- **Supplied data**:
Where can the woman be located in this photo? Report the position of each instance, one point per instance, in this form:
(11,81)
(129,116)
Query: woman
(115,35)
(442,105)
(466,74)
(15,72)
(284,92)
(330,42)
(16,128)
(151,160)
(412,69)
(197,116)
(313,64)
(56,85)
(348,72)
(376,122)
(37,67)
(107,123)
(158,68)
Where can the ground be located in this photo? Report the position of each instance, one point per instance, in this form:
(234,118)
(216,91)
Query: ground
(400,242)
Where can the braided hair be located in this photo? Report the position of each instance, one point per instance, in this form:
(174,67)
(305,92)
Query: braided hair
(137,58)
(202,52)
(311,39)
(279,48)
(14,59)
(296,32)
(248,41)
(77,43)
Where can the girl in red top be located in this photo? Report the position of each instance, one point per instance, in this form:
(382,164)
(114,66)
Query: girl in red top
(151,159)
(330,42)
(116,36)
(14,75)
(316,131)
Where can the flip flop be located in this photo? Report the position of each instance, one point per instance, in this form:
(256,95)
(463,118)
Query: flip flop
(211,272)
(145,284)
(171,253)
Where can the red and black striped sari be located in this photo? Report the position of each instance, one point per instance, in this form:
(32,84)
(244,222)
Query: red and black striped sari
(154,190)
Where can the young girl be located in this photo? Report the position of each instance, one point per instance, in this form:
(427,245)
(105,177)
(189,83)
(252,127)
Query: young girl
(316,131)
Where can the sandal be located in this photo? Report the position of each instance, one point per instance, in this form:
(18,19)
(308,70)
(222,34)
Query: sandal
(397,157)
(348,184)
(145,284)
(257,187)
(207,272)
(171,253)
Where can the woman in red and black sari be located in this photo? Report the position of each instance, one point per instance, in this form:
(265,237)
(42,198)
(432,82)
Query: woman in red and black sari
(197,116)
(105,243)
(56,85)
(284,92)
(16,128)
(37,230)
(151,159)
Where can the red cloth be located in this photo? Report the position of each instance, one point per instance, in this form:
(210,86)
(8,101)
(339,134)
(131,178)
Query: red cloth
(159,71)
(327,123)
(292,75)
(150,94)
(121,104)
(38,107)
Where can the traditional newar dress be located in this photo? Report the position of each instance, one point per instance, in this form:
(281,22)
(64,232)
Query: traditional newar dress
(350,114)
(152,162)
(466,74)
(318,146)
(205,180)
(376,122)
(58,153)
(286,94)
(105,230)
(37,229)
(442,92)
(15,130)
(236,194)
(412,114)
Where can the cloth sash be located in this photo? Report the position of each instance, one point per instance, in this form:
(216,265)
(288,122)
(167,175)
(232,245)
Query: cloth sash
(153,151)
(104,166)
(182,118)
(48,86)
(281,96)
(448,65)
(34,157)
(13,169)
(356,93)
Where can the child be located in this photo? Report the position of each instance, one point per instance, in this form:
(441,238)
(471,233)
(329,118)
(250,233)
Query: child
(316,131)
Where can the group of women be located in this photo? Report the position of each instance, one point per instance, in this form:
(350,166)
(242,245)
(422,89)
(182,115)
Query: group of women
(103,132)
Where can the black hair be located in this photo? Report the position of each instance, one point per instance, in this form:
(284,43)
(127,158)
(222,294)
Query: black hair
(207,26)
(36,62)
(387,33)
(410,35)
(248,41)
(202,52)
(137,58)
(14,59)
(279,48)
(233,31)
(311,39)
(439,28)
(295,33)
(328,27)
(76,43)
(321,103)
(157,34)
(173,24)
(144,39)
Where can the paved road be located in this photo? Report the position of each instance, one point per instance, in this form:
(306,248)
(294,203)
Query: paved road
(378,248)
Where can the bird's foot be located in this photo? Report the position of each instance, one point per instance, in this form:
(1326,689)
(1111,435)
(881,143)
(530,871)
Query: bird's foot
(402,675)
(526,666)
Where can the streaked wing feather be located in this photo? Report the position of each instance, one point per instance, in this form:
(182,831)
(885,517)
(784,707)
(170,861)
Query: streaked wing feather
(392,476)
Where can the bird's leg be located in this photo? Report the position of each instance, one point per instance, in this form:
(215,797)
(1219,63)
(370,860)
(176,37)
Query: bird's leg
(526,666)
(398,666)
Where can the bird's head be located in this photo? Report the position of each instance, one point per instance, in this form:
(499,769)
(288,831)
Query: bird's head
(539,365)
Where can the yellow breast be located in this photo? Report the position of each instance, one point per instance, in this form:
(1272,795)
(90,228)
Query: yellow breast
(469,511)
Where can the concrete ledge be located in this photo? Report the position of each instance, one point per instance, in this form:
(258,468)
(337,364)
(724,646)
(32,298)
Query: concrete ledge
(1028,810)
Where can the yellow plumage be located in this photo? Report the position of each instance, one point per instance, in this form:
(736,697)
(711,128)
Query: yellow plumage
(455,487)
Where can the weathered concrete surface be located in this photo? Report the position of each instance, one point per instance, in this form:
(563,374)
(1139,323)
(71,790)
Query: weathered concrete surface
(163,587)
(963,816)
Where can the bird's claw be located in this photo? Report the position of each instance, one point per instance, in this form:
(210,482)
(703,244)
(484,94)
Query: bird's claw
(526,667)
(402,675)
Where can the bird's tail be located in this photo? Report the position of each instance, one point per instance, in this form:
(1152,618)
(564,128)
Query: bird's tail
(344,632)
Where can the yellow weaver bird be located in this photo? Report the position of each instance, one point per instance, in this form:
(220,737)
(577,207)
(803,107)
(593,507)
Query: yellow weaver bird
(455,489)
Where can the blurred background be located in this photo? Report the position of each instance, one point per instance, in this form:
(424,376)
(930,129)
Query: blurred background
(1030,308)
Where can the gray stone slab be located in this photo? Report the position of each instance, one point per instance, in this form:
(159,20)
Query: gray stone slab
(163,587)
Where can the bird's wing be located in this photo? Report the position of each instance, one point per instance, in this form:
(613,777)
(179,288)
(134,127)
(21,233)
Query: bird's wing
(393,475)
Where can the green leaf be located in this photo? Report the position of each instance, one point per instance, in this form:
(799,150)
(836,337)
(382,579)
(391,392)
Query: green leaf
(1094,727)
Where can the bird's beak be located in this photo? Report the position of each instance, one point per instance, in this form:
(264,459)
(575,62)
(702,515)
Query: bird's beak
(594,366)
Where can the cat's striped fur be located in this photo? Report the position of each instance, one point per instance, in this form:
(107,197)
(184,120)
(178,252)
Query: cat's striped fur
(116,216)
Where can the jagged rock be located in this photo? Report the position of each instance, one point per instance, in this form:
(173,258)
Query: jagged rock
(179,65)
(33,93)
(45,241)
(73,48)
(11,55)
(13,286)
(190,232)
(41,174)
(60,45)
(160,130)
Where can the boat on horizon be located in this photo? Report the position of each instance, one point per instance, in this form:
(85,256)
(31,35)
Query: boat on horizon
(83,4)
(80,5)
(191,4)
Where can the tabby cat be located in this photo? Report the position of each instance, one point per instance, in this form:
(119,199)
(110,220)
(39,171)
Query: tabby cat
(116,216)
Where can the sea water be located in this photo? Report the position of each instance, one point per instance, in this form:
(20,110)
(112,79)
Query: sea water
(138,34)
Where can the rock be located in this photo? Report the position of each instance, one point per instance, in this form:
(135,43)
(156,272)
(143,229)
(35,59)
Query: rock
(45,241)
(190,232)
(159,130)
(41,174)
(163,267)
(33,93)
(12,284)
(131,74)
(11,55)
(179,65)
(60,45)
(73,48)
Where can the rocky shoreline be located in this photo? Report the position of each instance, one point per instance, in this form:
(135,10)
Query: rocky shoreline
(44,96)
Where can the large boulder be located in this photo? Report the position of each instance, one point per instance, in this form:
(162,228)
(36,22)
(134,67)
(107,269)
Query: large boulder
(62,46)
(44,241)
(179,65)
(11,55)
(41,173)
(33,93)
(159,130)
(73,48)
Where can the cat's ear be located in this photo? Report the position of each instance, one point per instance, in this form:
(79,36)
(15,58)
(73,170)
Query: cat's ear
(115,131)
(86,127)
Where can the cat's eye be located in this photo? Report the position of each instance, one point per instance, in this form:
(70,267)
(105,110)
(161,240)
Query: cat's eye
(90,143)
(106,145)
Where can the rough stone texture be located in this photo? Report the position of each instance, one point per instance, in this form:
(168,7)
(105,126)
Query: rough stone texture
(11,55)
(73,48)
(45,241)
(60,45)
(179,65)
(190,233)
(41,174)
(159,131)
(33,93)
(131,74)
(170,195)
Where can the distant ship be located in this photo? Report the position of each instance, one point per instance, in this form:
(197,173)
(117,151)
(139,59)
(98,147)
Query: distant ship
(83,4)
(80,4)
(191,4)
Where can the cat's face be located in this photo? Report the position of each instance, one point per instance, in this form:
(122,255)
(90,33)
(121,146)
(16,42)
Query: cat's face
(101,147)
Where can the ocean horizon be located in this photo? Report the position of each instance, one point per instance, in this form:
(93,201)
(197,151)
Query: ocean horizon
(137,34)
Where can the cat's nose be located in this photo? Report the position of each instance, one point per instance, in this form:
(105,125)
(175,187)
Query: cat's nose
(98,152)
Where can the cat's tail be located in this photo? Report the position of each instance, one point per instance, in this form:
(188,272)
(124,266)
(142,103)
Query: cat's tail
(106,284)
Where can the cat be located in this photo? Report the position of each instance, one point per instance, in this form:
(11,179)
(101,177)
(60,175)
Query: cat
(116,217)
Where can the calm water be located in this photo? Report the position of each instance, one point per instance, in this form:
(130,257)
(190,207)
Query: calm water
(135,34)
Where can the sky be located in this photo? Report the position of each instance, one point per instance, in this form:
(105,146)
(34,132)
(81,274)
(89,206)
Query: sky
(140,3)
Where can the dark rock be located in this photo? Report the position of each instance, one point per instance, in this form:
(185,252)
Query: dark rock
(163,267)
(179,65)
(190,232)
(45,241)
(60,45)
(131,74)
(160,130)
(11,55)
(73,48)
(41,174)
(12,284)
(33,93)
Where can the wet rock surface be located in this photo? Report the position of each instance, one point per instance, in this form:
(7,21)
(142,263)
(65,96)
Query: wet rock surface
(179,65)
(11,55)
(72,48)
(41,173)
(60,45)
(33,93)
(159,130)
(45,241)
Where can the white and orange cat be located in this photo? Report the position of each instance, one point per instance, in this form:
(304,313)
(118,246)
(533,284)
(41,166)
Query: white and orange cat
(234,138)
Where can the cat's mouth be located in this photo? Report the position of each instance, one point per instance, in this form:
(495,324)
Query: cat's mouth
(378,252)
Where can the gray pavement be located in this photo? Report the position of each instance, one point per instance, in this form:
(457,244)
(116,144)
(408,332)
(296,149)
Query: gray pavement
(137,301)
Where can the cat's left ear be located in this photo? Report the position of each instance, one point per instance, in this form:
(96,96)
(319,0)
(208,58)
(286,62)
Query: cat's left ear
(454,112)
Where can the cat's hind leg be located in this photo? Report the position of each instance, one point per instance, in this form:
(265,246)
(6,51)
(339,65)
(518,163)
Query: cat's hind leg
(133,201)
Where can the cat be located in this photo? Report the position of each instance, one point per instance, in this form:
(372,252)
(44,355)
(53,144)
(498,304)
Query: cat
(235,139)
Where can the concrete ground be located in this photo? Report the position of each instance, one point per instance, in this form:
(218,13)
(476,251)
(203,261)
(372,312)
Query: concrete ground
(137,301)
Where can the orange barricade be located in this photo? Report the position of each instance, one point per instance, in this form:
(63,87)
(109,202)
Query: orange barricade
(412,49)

- **Exercise goal**: The lines to return run from the one containing "Where can the orange" through the last line of the material above. Please reproduce them exactly.

- **Answer section**:
Where can the orange barricade be located in this photo? Report the position of each instance, one point per instance, in this form:
(63,87)
(109,202)
Query: orange barricade
(412,49)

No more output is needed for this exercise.